掲載本文:
--------

当第2四半期連結累計期間の米ドルおよびユーロの平均為替レートはそれぞれ109.77円および130.84円と前年同期に比べ、米ドルは3%の円安、ユーロは8%の円安に推移しました。また、中国や南米など新興国の通貨については円安に推移しました。
このような状況の中、売上収益は、物流遅延や部品調達難の継続・拡大等に伴う供給不足によりマイナス影響が発生しているものの、新型コロナウイルス感染による大幅な市場需要減の影響を大きく受けた前年同期からは大幅に回復し、5,505億円(前年同期比25.4%増)となりました。事業利益は、運賃・部品価格の高騰等に伴い製造コストは上昇しましたが、販売価格の上昇、広告販促費を中心とした費用抑制、さらに為替のプラス影響などにより、497億円(同239.2%増)となりました。営業利益は481億円(同418.2%増)、税引前利益は478億円(同586.1%増)、親会社の所有者に帰属する四半期利益は364億円(同762.4%増)となりました。
※ 事業利益は、売上収益から売上原価、販売費及び一般管理費を控除して算出しています。
報告セグメントごとの経営成績は、次のとおりです。なお、第1四半期連結会計期間より、長期ビジョン「Epson 25 Renewed」(2021年3月策定)に基づき報告セグメントの区分を変更し、「プリンティングソリューションズ事業」、「ビジュアルコミュニケーション事業」および「マニュファクチャリング関連・ウエアラブル事業」の3つを報告セグメントとしております。各報告セグメントは、「第4 経理の状況 1 要約四半期連結財務諸表 要約四半期連結財務諸表注記」に掲げるセグメントの区分と同一であります。
(プリンティングソリューションズ事業セグメント)

--------

データ抜粋:
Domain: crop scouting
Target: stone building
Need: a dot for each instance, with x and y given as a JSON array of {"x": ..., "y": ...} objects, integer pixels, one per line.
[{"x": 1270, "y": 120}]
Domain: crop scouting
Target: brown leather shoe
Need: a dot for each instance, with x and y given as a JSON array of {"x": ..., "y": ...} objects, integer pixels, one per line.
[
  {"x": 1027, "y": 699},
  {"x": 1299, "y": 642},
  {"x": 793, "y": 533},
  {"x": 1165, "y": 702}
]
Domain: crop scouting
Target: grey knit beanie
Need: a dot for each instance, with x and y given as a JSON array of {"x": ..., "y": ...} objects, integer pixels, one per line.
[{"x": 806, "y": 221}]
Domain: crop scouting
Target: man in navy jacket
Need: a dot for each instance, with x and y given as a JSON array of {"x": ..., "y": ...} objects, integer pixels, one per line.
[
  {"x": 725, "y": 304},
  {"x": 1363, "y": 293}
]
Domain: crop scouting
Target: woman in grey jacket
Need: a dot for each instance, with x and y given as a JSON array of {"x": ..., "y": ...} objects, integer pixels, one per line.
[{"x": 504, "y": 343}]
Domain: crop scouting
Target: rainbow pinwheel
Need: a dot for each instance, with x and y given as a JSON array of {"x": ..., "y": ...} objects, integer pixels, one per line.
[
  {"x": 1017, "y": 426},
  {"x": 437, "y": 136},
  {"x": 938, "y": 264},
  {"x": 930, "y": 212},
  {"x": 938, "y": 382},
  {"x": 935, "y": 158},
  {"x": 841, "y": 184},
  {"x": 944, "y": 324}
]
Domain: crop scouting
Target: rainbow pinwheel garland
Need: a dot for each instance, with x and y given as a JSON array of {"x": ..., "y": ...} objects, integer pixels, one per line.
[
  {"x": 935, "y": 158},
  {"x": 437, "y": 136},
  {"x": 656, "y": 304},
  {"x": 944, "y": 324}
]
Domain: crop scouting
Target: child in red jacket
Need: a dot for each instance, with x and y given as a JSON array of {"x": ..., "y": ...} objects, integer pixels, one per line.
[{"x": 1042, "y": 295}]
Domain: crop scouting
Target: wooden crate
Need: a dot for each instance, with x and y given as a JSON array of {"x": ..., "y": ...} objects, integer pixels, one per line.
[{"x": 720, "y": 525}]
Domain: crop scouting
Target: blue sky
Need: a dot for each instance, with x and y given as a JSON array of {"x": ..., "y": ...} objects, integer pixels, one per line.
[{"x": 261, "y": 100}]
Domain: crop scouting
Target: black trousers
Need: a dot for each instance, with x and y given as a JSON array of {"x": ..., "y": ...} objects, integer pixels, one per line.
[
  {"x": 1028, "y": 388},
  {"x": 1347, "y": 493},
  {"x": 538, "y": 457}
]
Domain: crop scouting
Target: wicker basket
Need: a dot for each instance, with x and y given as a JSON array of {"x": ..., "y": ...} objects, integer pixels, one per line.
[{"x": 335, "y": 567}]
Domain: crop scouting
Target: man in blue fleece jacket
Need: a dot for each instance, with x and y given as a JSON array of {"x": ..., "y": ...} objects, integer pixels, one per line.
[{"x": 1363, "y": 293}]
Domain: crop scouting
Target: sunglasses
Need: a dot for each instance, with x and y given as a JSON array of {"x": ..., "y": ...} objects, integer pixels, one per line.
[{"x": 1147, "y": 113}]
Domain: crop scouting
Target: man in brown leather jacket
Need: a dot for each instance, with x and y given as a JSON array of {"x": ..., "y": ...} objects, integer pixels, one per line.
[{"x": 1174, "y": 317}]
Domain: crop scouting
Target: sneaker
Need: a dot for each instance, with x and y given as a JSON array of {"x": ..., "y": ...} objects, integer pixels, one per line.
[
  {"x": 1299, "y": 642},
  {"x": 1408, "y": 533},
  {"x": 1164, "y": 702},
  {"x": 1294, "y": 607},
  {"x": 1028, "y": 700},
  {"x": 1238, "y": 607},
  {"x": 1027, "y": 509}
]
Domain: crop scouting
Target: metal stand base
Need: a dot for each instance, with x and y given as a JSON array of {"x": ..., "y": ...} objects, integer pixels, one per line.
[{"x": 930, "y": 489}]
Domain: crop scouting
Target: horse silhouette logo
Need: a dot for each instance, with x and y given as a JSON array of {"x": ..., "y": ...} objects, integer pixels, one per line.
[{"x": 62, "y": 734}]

--------

求められる作業: 掲載本文のうち、「当第2四半期連結累計期間の米」から始まり「(プリンティングソリューションズ事業セグメント)」までの部分を、一字も変えずに書き写してください。

回答:
当第2四半期連結累計期間の米ドルおよびユーロの平均為替レートはそれぞれ109.77円および130.84円と前年同期に比べ、米ドルは3%の円安、ユーロは8%の円安に推移しました。また、中国や南米など新興国の通貨については円安に推移しました。
このような状況の中、売上収益は、物流遅延や部品調達難の継続・拡大等に伴う供給不足によりマイナス影響が発生しているものの、新型コロナウイルス感染による大幅な市場需要減の影響を大きく受けた前年同期からは大幅に回復し、5,505億円(前年同期比25.4%増)となりました。事業利益は、運賃・部品価格の高騰等に伴い製造コストは上昇しましたが、販売価格の上昇、広告販促費を中心とした費用抑制、さらに為替のプラス影響などにより、497億円(同239.2%増)となりました。営業利益は481億円(同418.2%増)、税引前利益は478億円(同586.1%増)、親会社の所有者に帰属する四半期利益は364億円(同762.4%増)となりました。
※ 事業利益は、売上収益から売上原価、販売費及び一般管理費を控除して算出しています。
報告セグメントごとの経営成績は、次のとおりです。なお、第1四半期連結会計期間より、長期ビジョン「Epson 25 Renewed」(2021年3月策定)に基づき報告セグメントの区分を変更し、「プリンティングソリューションズ事業」、「ビジュアルコミュニケーション事業」および「マニュファクチャリング関連・ウエアラブル事業」の3つを報告セグメントとしております。各報告セグメントは、「第4 経理の状況 1 要約四半期連結財務諸表 要約四半期連結財務諸表注記」に掲げるセグメントの区分と同一であります。
(プリンティングソリューションズ事業セグメント)